Soal Latihan:
Jawablah pertanyaan berikut berdasarkan teks tentang Museum Tsunami Aceh.
(a) Berapa bus yang disiapkan panitia, dan berapa peserta yang diajak berkunjung?
(b) Berapa panjang jembatan harapan?
(c) Berapa lama perjalanan dari Hotel Grand Nanggroh Banda Aceh ke Museum Tsunami?
··· Kutipan Teks
Mengunjungi Museum Tsunami Aceh, Merasakan Kuasa Allah atas Umat-Nya

Maket MuseumTsunami Aceh/Poto Prima 
Bencana Tsunami Aceh, 12 tahun lalu masih menyimpan duka. Itulah setidaknya ketika kita berkunjung ke Museum Tsunami yang terletak di Jantung kota Banda Aceh. Ke Museum Tsunami bukanlah sekedar wisata, namun lebih dari itu. Kita akan dibwa ke masa dimana air laut itu menghempaskan tanah rencong.

    Rabu, (23/8), Pukul 09.30 wib, Hujan belum juga menampakan tanda-tanda akan reda. Sudah dua hari ini kota Banda Aceh dilanda cuaca yang memang tak bersahabat. Namun jadwal berkunjung ke Museum Tsunami tak dibatalkan. Panitia sudah menyiapkan 5 bus untuk mengajak 200 peserta dari 8 provinsi se-Sumatera pada Pekan Bahasa untuk berkunjung ke Museum Tsunami.
    Museum Tsunami sengaja dibangun untuk mengenang bencana maha dahsyat yang menelan korban sekitar 230.000 jiwa. Peristiwa tsunami terangkum di sini. Museum ini dibangun di lahan seluas satu hektar dengan dana sekitar Rp 140 m. Dana ini merupakan sumbangan berbagai negara di dunia. Negara donatur tersebut bisa dilihat dari bendera-bendera yang tergantung diatas saat kita melewati jembatan harapan sepanjang 15 meter.
    Museum Tsunami Aceh ini terdiri dari empat lantai yang setiap lantainya. Setiap lantai memiliki makna tersendiri. Lantai pertamanya misalnya, dibiarkan terbuka sebagai representasi dari kolong Rumah Aceh. Kolong ini berfungsi sebagai jalur lalu lintas air jika sewaktu-waktu terjadi banjir atau tsunami.
    Museum sendiri memiliki keutuhan sebuah kapal raksasa. Konsepnyapun seperti gelombang laut yang membawa kita pada air laut yang naik ke daratan.
    Dari Hotel Grand Nanggroh Banda Aceh, Butuh waktu sekitar 40 menit untuk sampai ke Museum Tsunami. Derasnya hujan tak kunjung berhenti. Sebagian peserta tampak langsung berlari setelah keluar dari bis. Ada juga sebagaian menggunakan payung darurat seadanya. Namun tak bisa benar-benar terhindar dari hujan.
······
··· Baris Data
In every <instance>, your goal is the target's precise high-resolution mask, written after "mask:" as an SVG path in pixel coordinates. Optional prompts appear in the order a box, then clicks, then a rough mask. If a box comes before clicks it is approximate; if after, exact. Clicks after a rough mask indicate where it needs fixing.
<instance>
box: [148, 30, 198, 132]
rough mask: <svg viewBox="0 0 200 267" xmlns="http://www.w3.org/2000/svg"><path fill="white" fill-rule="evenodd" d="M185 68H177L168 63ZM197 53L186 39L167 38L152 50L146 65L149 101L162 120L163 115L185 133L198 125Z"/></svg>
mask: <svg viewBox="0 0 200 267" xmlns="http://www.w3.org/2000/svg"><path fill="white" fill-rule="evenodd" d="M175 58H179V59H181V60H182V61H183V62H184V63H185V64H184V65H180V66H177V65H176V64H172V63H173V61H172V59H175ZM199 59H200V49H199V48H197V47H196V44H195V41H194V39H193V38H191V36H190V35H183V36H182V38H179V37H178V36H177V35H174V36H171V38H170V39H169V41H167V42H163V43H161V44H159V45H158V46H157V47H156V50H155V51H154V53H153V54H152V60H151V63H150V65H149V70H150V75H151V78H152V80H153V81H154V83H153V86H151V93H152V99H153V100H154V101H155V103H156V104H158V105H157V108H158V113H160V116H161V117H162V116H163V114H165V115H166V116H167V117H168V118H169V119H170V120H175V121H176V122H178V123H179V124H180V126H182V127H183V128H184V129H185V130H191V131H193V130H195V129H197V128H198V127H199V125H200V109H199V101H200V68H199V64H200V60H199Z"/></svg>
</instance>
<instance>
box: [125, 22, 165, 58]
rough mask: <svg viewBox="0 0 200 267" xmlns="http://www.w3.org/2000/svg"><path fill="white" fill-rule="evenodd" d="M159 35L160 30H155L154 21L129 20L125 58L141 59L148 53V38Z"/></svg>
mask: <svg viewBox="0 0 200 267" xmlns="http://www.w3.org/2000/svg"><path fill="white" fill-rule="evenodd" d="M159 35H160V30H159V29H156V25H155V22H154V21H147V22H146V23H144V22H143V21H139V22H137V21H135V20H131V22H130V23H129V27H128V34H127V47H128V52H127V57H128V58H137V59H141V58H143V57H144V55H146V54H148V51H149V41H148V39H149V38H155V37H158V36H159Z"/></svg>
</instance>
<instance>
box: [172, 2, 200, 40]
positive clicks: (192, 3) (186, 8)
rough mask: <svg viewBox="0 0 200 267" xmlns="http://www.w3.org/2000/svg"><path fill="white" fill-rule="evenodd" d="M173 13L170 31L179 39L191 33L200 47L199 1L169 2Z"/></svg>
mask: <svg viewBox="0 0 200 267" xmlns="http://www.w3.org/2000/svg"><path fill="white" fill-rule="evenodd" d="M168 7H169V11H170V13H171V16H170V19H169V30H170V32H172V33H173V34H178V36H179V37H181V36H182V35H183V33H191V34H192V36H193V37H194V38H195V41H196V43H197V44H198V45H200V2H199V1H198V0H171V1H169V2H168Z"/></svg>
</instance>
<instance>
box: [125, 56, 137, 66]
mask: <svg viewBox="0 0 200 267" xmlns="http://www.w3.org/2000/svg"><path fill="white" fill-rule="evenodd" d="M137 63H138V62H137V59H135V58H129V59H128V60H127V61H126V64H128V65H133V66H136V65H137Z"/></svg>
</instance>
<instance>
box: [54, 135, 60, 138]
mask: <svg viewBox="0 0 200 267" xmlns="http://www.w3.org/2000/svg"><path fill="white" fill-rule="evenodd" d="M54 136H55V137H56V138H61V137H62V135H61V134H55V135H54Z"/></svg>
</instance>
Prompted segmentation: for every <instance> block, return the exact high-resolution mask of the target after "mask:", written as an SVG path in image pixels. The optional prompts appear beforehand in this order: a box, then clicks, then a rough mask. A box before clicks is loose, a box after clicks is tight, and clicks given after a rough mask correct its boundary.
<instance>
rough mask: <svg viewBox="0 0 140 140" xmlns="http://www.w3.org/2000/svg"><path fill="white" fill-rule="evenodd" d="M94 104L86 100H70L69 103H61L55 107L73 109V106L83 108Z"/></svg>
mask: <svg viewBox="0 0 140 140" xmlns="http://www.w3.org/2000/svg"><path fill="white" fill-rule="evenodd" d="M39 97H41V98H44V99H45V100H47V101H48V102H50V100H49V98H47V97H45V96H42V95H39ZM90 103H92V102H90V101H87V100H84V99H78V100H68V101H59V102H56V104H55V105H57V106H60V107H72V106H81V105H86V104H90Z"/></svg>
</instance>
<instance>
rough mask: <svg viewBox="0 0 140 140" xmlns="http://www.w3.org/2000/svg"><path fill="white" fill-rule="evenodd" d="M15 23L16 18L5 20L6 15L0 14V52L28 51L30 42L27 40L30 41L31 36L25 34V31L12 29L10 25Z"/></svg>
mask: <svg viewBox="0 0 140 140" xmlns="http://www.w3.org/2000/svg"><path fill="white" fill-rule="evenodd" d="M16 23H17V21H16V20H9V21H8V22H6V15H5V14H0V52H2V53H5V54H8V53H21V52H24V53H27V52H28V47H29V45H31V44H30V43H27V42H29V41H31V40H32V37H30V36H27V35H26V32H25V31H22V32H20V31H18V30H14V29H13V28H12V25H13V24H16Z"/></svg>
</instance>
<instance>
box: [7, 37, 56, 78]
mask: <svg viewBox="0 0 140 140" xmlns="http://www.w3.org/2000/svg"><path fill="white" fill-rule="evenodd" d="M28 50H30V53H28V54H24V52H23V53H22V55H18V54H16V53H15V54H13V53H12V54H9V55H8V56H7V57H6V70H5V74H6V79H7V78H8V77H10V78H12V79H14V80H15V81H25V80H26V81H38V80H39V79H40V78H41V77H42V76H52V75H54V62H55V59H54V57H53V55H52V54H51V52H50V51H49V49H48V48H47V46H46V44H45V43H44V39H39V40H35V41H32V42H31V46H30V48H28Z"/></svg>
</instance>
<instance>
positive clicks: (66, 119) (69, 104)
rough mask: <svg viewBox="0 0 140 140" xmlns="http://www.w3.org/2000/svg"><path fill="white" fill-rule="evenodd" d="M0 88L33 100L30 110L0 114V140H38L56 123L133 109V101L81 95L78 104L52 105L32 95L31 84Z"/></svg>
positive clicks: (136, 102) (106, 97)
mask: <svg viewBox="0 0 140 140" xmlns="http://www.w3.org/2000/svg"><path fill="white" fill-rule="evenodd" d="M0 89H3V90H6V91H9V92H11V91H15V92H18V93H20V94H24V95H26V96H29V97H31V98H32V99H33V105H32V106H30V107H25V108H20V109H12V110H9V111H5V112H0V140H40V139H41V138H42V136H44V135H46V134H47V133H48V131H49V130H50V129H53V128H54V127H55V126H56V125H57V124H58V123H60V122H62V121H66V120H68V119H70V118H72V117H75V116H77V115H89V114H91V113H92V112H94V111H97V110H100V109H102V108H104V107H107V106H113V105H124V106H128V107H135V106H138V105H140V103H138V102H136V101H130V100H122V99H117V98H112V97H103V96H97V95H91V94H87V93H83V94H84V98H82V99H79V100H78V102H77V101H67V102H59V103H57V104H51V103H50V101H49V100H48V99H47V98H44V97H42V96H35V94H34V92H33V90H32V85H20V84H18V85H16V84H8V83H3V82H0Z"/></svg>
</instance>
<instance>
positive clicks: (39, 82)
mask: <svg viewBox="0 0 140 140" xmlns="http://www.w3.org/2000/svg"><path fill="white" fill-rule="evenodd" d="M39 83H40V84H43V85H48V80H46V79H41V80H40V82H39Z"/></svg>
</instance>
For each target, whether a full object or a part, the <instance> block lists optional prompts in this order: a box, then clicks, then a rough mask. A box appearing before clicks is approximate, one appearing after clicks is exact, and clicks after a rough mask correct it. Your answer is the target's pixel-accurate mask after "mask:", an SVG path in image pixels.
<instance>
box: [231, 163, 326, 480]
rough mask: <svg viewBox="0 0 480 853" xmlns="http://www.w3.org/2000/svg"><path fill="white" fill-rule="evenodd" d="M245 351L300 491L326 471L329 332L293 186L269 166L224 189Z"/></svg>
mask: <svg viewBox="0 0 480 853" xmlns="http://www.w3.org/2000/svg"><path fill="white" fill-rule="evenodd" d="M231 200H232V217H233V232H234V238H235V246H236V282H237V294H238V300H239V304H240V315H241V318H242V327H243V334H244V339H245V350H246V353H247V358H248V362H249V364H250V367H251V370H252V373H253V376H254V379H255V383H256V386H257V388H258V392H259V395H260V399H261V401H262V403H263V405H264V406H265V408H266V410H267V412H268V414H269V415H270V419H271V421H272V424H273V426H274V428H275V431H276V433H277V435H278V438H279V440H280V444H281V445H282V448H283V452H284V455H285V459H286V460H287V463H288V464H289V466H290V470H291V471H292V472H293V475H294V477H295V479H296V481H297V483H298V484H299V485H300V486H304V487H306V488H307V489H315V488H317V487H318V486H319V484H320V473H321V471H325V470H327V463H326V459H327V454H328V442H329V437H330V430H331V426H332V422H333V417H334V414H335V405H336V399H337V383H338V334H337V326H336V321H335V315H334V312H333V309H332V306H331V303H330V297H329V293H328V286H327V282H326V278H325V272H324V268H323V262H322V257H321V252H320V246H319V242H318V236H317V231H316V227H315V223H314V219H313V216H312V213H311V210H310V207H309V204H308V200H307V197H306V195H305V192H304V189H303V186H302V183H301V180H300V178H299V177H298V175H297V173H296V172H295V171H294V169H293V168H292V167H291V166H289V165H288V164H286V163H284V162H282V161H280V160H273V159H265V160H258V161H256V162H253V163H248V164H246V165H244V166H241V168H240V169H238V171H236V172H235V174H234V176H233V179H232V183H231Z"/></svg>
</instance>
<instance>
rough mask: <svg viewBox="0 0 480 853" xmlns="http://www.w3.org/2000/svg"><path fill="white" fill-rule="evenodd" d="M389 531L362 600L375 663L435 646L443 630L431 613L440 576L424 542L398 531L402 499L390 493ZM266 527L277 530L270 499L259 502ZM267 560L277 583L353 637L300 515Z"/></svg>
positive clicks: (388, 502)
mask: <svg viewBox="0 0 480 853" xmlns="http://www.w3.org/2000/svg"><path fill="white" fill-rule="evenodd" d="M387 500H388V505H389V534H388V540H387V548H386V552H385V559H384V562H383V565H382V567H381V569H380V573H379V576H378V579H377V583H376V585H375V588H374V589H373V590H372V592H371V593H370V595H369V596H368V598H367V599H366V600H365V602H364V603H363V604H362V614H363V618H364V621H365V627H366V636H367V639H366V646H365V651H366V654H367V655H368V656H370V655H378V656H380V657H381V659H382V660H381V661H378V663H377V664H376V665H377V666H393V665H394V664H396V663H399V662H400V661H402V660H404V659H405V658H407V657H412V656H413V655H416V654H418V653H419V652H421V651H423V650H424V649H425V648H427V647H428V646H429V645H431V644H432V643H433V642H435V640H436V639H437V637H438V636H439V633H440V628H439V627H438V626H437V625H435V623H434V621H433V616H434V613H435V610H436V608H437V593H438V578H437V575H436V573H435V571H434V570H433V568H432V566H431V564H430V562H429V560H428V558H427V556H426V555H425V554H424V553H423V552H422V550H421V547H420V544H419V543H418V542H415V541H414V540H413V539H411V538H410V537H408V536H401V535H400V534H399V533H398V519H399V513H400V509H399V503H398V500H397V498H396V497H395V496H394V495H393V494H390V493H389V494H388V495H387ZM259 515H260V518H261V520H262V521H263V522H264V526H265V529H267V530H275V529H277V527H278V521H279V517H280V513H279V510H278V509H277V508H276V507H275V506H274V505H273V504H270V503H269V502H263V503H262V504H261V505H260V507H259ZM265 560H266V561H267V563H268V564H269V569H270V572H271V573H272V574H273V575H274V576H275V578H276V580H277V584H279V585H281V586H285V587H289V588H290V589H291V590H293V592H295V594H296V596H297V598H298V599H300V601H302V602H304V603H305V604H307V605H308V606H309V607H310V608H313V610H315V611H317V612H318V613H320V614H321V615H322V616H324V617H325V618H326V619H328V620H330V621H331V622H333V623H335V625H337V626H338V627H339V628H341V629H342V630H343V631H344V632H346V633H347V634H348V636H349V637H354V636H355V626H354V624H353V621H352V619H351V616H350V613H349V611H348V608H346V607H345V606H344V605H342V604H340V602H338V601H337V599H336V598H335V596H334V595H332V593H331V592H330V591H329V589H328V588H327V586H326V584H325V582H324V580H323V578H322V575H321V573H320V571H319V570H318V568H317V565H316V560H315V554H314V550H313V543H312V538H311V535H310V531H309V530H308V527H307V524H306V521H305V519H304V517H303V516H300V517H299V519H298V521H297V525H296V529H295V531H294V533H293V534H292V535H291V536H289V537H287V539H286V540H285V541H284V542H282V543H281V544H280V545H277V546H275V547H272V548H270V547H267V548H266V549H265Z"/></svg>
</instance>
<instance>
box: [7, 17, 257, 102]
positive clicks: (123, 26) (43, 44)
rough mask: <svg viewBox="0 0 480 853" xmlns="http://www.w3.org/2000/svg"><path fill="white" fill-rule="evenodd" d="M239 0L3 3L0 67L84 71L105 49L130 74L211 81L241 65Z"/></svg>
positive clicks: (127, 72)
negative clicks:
······
Jawaban Soal:
(a) Panitia menyiapkan 5 bus untuk mengajak 200 peserta.
(b) Jembatan harapan panjangnya 15 meter.
(c) Perjalanannya memakan waktu sekitar 40 menit.